#### WORK TO DO:
Lay out the entries below as a JSON list of strings, one string per line, with blank lines dropped. Leave the pictures out of your answer.

#### MATERIAL FOR THIS TASK:
-=-=-=-=-
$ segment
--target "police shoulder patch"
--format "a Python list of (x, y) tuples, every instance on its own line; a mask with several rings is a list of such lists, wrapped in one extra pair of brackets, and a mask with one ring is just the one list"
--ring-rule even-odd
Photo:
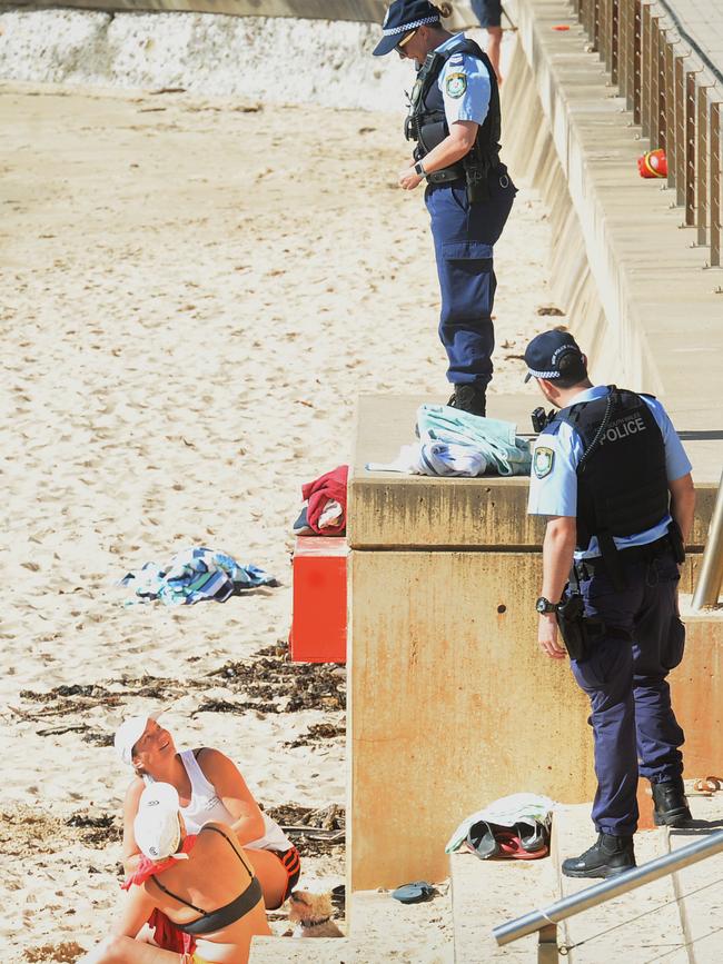
[(553, 470), (555, 453), (547, 446), (538, 445), (533, 456), (532, 466), (537, 478), (545, 478)]
[(467, 89), (467, 77), (464, 73), (447, 74), (446, 90), (449, 97), (462, 97)]

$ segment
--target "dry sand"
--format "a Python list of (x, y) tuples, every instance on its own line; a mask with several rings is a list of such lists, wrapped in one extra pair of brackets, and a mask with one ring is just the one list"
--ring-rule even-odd
[[(0, 88), (3, 961), (73, 961), (72, 942), (105, 932), (128, 781), (108, 741), (125, 714), (172, 703), (177, 742), (227, 752), (266, 806), (344, 806), (343, 738), (287, 745), (343, 724), (340, 676), (296, 713), (191, 714), (242, 703), (208, 674), (286, 639), (300, 484), (349, 459), (357, 395), (447, 391), (422, 193), (396, 187), (400, 121)], [(547, 245), (523, 186), (496, 252), (496, 390), (519, 387), (547, 327)], [(118, 578), (191, 544), (283, 585), (123, 607)], [(267, 682), (284, 705), (288, 686)], [(86, 688), (38, 699), (58, 686)], [(337, 848), (301, 885), (341, 875)], [(448, 922), (429, 907), (415, 926), (442, 961)], [(389, 942), (406, 960), (404, 934)]]

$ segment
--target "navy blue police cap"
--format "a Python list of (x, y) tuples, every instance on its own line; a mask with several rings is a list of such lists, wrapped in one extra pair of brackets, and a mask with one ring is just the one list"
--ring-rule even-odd
[(382, 24), (382, 40), (372, 51), (375, 57), (392, 53), (407, 33), (427, 23), (438, 23), (440, 13), (427, 0), (394, 0)]
[(527, 366), (527, 375), (525, 381), (531, 378), (548, 378), (554, 381), (559, 378), (559, 361), (565, 355), (575, 354), (581, 364), (583, 362), (583, 352), (580, 346), (568, 331), (559, 331), (554, 328), (552, 331), (543, 331), (533, 338), (525, 349), (525, 365)]

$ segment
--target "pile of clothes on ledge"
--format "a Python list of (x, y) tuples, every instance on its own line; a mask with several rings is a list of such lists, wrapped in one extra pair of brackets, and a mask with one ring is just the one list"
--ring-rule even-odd
[(369, 471), (474, 478), (483, 475), (528, 475), (529, 440), (517, 426), (498, 418), (471, 415), (448, 405), (417, 409), (417, 441), (402, 447), (390, 463), (367, 463)]
[(346, 484), (348, 465), (340, 465), (301, 486), (301, 510), (294, 523), (295, 536), (346, 534)]

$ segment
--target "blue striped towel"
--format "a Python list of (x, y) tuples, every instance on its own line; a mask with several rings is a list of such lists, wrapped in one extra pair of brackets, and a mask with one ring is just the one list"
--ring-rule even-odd
[(146, 563), (120, 580), (121, 586), (132, 586), (139, 597), (131, 603), (160, 599), (167, 606), (192, 606), (201, 599), (225, 603), (240, 589), (275, 584), (274, 576), (258, 566), (241, 566), (226, 553), (206, 546), (182, 549), (166, 566)]

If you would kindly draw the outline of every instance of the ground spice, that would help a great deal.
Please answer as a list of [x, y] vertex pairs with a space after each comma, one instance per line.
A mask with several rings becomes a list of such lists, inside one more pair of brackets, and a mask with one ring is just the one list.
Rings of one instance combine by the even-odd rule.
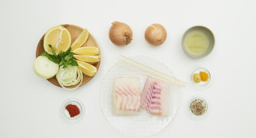
[[69, 104], [66, 106], [65, 108], [67, 110], [71, 117], [74, 117], [80, 114], [80, 110], [75, 104]]
[[206, 105], [204, 101], [201, 99], [195, 99], [190, 104], [191, 112], [196, 115], [203, 115], [206, 110]]

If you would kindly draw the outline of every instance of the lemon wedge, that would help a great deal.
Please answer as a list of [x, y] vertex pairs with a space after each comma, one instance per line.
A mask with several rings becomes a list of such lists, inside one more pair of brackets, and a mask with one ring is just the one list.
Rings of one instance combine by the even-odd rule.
-=-=-=-=-
#### RESULT BELOW:
[
  "$ segment",
  "--target \"police shoulder patch\"",
  "--format \"a Python list of (x, y) tuples, every instance on its own line; a mask with several rings is a list of such lists, wrapped in one extra pair of brackets, and a mask with one ring is just the one list\"",
  "--ring-rule even-odd",
  "Photo:",
  "[(553, 470), (555, 453), (547, 446), (538, 445), (533, 456), (532, 466), (537, 478), (545, 478)]",
  "[(467, 89), (467, 77), (464, 73), (447, 74), (446, 90), (449, 97), (462, 97)]",
  "$ segment",
  "--target \"dry sand\"",
  "--format \"a Python list of (x, y) tuples, every instance on its own line; a mask with several rings is a list of such lists, wrapped in one extra pair of brackets, and a mask with one ring is just the one list\"",
  "--ring-rule even-odd",
  "[[(0, 88), (3, 961), (73, 961), (72, 942), (105, 932), (128, 781), (108, 741), (125, 714), (172, 703), (177, 742), (227, 752), (266, 806), (344, 806), (343, 738), (287, 745), (343, 724), (340, 676), (296, 713), (191, 714), (242, 703), (208, 674), (286, 639), (300, 484), (349, 459), (357, 395), (447, 391), (422, 193), (396, 187), (400, 121)], [(547, 245), (523, 186), (496, 252), (496, 390), (519, 387), (547, 327)], [(118, 578), (191, 544), (283, 585), (123, 607)], [(267, 682), (284, 705), (288, 686)], [(86, 688), (38, 699), (58, 686)], [(337, 848), (301, 885), (341, 875)], [(448, 922), (429, 907), (415, 926), (442, 961)], [(389, 942), (406, 960), (404, 934)]]",
  "$ segment",
  "--target \"navy blue police cap\"",
  "--format \"a Python list of (x, y) tuples, every instance on its own line; a mask with several rings is a list of such lists, wrapped in one extra pair of brackets, and a mask with one ring is just the one list\"",
  "--ring-rule even-odd",
  "[(382, 24), (382, 40), (372, 51), (375, 57), (392, 53), (407, 33), (427, 23), (438, 23), (440, 13), (427, 0), (394, 0)]",
  "[(527, 366), (527, 375), (525, 381), (531, 378), (548, 378), (554, 381), (559, 378), (559, 361), (565, 355), (575, 354), (581, 364), (583, 362), (583, 352), (580, 346), (568, 331), (559, 331), (554, 328), (552, 331), (543, 331), (533, 338), (525, 349), (525, 365)]",
  "$ segment",
  "--target \"pile of clothes on ledge\"",
  "--format \"a Python list of (x, y) tuples, every instance on its own line; a mask with several rings is a list of such lists, wrapped in one extra pair of brackets, and a mask with one ring is just the one list\"",
  "--ring-rule even-odd",
  "[(369, 471), (474, 478), (483, 475), (528, 475), (529, 440), (517, 426), (498, 418), (471, 415), (448, 405), (417, 409), (417, 441), (402, 447), (390, 463), (367, 463)]",
  "[(346, 484), (348, 465), (340, 465), (301, 486), (301, 510), (294, 523), (295, 536), (346, 534)]",
  "$ segment",
  "--target \"blue striped towel\"",
  "--format \"a Python list of (x, y) tuples, every instance on its own line; a mask with several rings is a list of such lists, wrapped in one extra pair of brackets, and a mask with one ring is just the one list\"",
  "--ring-rule even-odd",
  "[(146, 563), (120, 580), (121, 586), (132, 586), (139, 597), (131, 603), (160, 599), (167, 606), (192, 606), (201, 599), (225, 603), (240, 589), (275, 584), (274, 576), (258, 566), (241, 566), (226, 553), (206, 546), (182, 549), (166, 566)]",
  "If you would kindly draw the outline of every instance of the ground spice, that would help a great deal.",
  "Please answer as a list of [x, y] vertex pairs with a space after each comma, one instance per line.",
  "A mask with several rings becomes a list of such lists, inside one more pair of brackets, and a mask with one ring is just the one list.",
  "Rings of one instance combine by the even-odd rule.",
  "[[69, 104], [66, 106], [65, 108], [67, 110], [71, 117], [74, 117], [80, 114], [80, 110], [75, 104]]",
  "[[206, 105], [204, 101], [201, 99], [195, 99], [190, 104], [191, 112], [196, 115], [203, 115], [206, 110]]",
  "If you would kindly draw the outline of every instance of the lemon wedge, that would help a great deal.",
  "Please answer as a list of [x, y] vertex pairs with a space after each comma, one instance per line.",
  "A mask with several rings becomes a list of such lists, inside one more pair of brackets, and a mask with one ring is just the one list.",
  "Rings of one instance combine by the even-odd rule."
]